__THE PROBLEM__: Pick out every line in the records below that contains the word "river", and copy each of those lines.

## begin LISTED RECORDS

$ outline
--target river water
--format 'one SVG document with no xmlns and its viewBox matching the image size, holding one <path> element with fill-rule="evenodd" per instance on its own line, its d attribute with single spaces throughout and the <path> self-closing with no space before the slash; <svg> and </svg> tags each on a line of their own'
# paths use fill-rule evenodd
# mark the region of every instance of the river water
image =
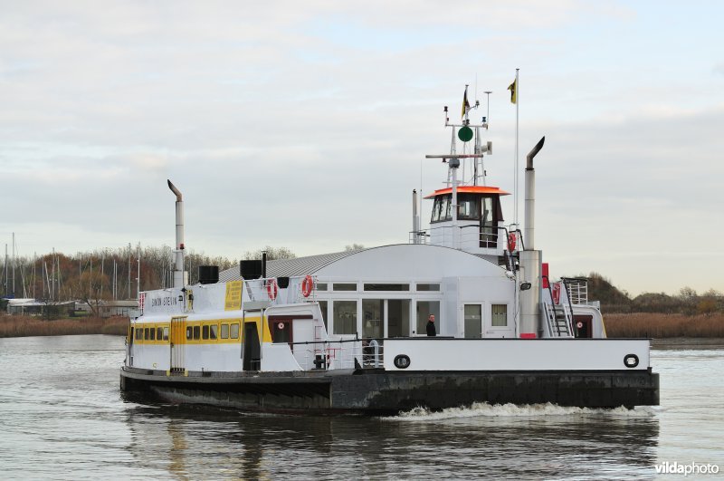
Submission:
<svg viewBox="0 0 724 481">
<path fill-rule="evenodd" d="M 0 339 L 0 476 L 677 478 L 724 476 L 724 346 L 656 349 L 661 403 L 488 406 L 395 418 L 246 415 L 125 400 L 123 339 Z M 690 476 L 689 477 L 695 477 Z"/>
</svg>

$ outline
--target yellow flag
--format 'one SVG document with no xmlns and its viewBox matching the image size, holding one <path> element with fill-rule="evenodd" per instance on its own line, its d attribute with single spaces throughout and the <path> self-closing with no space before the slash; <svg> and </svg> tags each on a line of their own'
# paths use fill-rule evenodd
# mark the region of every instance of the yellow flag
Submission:
<svg viewBox="0 0 724 481">
<path fill-rule="evenodd" d="M 508 90 L 510 91 L 510 103 L 518 103 L 518 79 L 508 86 Z"/>
<path fill-rule="evenodd" d="M 462 94 L 462 113 L 461 117 L 465 117 L 465 113 L 470 109 L 470 102 L 468 101 L 468 86 L 465 85 L 465 93 Z"/>
</svg>

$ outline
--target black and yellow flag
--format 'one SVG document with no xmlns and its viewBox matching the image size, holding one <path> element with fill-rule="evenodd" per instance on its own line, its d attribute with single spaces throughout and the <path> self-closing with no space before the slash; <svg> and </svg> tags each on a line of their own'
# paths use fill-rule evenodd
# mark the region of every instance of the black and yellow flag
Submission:
<svg viewBox="0 0 724 481">
<path fill-rule="evenodd" d="M 465 93 L 462 94 L 462 113 L 461 117 L 465 117 L 465 113 L 470 109 L 470 102 L 468 101 L 468 86 L 465 85 Z"/>
<path fill-rule="evenodd" d="M 508 86 L 508 90 L 510 91 L 510 103 L 518 103 L 518 79 Z"/>
</svg>

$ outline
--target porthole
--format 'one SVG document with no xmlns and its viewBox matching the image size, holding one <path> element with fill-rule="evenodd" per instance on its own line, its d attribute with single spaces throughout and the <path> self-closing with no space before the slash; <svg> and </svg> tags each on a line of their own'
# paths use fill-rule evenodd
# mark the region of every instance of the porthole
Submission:
<svg viewBox="0 0 724 481">
<path fill-rule="evenodd" d="M 410 357 L 405 354 L 397 354 L 392 362 L 397 369 L 407 369 L 410 367 Z"/>
<path fill-rule="evenodd" d="M 635 368 L 639 365 L 639 357 L 636 354 L 626 354 L 624 357 L 624 364 L 627 368 Z"/>
</svg>

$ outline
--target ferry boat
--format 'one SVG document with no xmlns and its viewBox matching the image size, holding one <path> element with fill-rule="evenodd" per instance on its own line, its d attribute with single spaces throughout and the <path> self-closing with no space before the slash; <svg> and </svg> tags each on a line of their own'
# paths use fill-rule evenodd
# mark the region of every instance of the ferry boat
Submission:
<svg viewBox="0 0 724 481">
<path fill-rule="evenodd" d="M 533 160 L 545 138 L 527 156 L 521 230 L 503 217 L 509 193 L 488 184 L 487 119 L 473 123 L 463 104 L 455 124 L 444 111 L 450 151 L 426 157 L 447 164 L 447 178 L 424 197 L 429 228 L 413 190 L 403 244 L 204 266 L 189 285 L 183 197 L 169 180 L 174 287 L 138 293 L 121 390 L 289 413 L 658 405 L 650 341 L 607 339 L 586 280 L 554 281 L 536 249 Z"/>
</svg>

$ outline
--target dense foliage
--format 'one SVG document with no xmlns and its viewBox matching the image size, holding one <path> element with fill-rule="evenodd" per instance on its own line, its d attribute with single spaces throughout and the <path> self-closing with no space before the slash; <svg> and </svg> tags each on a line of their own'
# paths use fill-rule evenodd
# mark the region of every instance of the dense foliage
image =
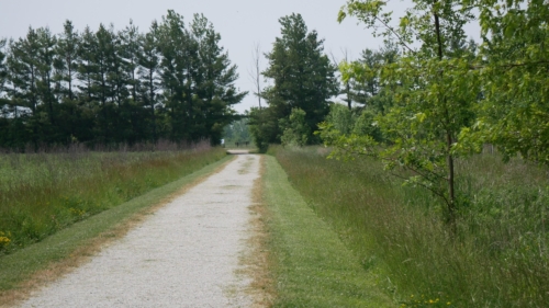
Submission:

## end LISTED RECORDS

__SOLUTION TO THE EXERCISE__:
--target river water
# mark the region of every instance of the river water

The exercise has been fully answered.